THE TASK. Every line of the data is to be reproduced exactly.

RECORDS FOR THIS EXERCISE.
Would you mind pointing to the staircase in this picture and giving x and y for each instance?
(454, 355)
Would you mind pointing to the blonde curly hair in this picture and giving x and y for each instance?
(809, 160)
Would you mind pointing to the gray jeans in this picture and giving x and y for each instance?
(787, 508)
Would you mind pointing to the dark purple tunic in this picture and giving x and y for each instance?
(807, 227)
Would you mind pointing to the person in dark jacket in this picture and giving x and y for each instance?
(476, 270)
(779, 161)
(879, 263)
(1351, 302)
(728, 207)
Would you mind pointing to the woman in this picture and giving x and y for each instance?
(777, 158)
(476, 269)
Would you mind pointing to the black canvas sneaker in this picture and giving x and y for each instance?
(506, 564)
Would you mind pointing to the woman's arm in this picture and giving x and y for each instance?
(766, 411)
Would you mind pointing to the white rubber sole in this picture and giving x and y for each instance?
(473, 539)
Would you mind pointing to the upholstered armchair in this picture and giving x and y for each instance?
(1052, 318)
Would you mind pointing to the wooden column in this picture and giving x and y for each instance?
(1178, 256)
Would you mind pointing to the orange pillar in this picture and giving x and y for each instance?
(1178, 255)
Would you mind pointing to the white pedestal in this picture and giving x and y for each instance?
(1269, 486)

OUTPUT.
Would you mind pointing to the staircase in this picture and giving x and y for each instance?
(454, 355)
Would you mind pointing to the blonde curly hair in this picture and giving x and y for each instance?
(809, 160)
Would you mind pointing to the gray jeans in this picture and giving x and y for each instance?
(787, 508)
Would you mind pointing to the dark purple tunic in this picture and giving x and y for each instance?
(807, 227)
Would you mind pointing to the person in dark jacket in this picture and giving x and y for each instance?
(476, 270)
(779, 161)
(879, 263)
(1351, 302)
(728, 207)
Would you mind pointing to the woman in this picture and giving x and y for each instance?
(777, 158)
(476, 269)
Would you mind pointing to the black canvas sneaker in this picture and giving x and y for each instance?
(506, 564)
Would you mind pointing to the woman's arm in this picture and giving x and y for each instance?
(766, 411)
Would you mind pointing to the white rubber sole in this picture and giving x and y for each instance?
(473, 539)
Would you mind pointing to the upholstered armchair in this picture and giving x and y for each instance?
(1052, 318)
Would you mind pointing to the wooden column in this picture and giving x and y for each instance?
(1178, 256)
Would you mind pointing to the orange pillar in this picture and giving x and y for each instance?
(1178, 255)
Would you mind pointing to the white pedestal in this picture and giving x and y for each instance?
(1269, 486)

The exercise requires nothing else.